◆ **Что нужно сделать**:
(a) Что, согласно отрывку об анализе Тома, являлось лейтмотивом аналитической работы?
(b) Продублируйте без изменений фрагмент отрывка об анализе Тома, начиная со слов «Постепенно он стал» и заканчивая словами «принципу – Л, – Н, -З.».

◆ **Исходный отрывок**:

|---|

Постепенно он стал ощущать, что способен вести нормальную интимную жизнь и отличать возбуждение, вызванное неудержимой мастурбацией, от подлинных эмоциональных переживаний – тех эмоций, которые позволили ему ощутить свою психологическую зависимость, незначительность, чувство вины, раскаяние и страх потери близкого человека. Из-за отсутствия ощущения внутренней родительской пары, которая заботилась бы о его благополучии, он до последнего времени стремился избегать разграничения сексуального возбуждения и подлинного чувства. Он отвергал и разрушал эти чувства своими порочно-извращенными состояниями сознания и действиями, функционируя главным образом по отрицательной схеме Биона по принципу – Л, – Н, -З.
Мое предположение заключалось в том, что развитие самосознания Тома основывалось на возрастающей зависимости от психоаналитика, который воспринимался им как некто, выполняющий объединенные родительские функции, имеющий соответствующие потребности и привязанности и способный отличить его реальные потребности от потребностей, основанных на лукавстве, притворстве и обмане. Было исключительно важно понять различие между подлинной борьбой за обретение способности к установлению искренних взаимоотношений и искажением/извращением этих отношений, часто затерянных в мешанине сексуальных фантазий, зависти или псевдопознания. Усилия по разграничению истинного стремления пациента к «починке» воображаемых «комнат» и «домов» и его склонности «прикрывать бреши бумагой» являлись лейтмотивом аналитической работы.

|---|

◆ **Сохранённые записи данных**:
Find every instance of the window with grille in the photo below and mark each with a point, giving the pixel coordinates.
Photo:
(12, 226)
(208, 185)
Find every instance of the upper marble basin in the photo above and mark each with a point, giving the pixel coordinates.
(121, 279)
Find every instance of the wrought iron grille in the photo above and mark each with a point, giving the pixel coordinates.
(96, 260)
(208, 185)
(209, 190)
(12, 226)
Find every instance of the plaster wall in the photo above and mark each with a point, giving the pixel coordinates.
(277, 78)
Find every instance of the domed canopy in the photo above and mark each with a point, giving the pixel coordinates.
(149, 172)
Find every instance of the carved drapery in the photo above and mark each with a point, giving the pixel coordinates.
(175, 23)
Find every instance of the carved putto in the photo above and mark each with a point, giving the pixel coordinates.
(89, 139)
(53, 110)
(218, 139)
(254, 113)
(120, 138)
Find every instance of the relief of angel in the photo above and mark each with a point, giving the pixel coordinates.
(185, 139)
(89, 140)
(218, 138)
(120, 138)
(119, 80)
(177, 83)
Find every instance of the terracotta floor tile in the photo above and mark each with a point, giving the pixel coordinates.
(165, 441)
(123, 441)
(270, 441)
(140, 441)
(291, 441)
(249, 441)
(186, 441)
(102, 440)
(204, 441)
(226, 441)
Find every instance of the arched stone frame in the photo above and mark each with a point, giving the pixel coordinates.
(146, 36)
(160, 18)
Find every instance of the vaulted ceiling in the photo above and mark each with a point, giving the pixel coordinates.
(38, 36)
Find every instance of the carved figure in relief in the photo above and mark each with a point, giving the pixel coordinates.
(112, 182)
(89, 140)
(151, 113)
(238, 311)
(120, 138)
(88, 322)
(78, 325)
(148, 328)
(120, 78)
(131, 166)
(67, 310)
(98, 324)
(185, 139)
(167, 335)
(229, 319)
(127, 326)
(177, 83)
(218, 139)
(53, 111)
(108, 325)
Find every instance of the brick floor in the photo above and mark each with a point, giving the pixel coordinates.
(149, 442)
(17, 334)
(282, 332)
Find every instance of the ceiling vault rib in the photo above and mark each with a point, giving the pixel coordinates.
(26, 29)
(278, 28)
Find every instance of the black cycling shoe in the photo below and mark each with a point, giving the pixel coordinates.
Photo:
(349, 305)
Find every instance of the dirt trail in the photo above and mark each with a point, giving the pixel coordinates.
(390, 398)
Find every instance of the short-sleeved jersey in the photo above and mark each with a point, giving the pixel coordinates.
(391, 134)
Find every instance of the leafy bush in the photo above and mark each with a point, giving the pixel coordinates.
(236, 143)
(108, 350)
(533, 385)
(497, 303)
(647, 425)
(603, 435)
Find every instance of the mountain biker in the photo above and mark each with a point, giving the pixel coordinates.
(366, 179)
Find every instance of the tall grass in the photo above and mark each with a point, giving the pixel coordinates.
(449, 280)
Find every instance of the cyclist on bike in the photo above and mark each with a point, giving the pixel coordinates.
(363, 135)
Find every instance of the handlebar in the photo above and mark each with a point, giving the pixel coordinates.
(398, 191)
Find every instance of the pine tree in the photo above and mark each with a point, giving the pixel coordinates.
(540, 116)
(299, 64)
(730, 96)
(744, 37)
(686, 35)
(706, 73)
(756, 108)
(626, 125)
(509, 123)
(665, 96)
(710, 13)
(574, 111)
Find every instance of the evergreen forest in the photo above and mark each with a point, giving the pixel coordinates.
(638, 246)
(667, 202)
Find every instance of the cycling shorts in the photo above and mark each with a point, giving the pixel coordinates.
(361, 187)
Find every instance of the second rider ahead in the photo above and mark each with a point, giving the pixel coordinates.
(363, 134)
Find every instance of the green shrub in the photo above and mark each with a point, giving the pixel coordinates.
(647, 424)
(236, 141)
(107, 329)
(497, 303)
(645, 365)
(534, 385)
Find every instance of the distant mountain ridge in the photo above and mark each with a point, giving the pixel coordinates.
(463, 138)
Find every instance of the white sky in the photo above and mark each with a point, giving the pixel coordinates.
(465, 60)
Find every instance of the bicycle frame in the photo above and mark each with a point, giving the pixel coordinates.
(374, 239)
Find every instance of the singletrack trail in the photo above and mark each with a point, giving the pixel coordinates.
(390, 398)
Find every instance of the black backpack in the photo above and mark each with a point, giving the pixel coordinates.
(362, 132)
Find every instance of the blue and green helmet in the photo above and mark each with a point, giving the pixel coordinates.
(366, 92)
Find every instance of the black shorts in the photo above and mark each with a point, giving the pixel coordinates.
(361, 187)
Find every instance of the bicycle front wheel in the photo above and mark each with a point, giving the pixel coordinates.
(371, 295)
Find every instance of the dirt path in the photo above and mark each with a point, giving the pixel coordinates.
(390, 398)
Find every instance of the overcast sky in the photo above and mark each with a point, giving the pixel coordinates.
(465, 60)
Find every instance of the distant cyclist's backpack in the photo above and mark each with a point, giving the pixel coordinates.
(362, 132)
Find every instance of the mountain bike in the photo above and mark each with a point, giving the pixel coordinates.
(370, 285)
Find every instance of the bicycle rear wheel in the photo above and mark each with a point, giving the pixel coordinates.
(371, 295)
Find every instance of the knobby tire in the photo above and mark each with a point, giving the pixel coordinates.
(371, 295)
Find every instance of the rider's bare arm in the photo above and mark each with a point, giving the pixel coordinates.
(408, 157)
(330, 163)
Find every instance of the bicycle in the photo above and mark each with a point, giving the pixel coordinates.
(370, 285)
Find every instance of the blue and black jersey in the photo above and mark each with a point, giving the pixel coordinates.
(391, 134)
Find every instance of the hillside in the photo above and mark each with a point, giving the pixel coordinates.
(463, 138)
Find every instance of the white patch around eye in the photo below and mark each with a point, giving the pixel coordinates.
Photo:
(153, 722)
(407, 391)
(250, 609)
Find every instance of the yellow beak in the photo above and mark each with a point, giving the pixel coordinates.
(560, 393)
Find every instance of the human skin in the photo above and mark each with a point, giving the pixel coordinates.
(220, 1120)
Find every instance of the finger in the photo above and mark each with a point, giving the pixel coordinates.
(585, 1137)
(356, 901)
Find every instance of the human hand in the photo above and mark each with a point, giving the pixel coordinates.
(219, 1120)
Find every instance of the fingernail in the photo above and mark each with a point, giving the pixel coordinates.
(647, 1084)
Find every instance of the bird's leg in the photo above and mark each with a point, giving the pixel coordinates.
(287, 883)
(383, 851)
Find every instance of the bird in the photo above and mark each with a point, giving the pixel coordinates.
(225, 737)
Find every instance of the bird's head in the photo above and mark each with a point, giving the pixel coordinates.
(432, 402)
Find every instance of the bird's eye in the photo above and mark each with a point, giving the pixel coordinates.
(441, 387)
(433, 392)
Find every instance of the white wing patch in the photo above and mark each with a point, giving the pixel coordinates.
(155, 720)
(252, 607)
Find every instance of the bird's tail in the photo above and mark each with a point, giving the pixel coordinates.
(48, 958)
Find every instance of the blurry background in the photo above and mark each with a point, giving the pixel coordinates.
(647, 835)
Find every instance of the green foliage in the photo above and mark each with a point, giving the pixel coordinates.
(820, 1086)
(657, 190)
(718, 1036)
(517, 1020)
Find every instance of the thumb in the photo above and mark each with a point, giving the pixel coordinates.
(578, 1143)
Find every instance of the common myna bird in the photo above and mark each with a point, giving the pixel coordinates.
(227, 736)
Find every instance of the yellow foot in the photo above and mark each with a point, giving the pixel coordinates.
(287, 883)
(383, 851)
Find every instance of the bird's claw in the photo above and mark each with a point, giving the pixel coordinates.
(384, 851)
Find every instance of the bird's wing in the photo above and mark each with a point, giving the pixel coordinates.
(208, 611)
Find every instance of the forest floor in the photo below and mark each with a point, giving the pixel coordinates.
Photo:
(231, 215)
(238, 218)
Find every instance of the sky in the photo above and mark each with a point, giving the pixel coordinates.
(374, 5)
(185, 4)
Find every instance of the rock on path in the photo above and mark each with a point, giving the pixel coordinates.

|---|

◆ **Ответы к упражнению**:
(a) Усилия по разграничению истинного стремления пациента к «починке» воображаемых «комнат» и «домов» и его склонности «прикрывать бреши бумагой».

(b)
Постепенно он стал ощущать, что способен вести нормальную интимную жизнь и отличать возбуждение, вызванное неудержимой мастурбацией, от подлинных эмоциональных переживаний – тех эмоций, которые позволили ему ощутить свою психологическую зависимость, незначительность, чувство вины, раскаяние и страх потери близкого человека. Из-за отсутствия ощущения внутренней родительской пары, которая заботилась бы о его благополучии, он до последнего времени стремился избегать разграничения сексуального возбуждения и подлинного чувства. Он отвергал и разрушал эти чувства своими порочно-извращенными состояниями сознания и действиями, функционируя главным образом по отрицательной схеме Биона по принципу – Л, – Н, -З.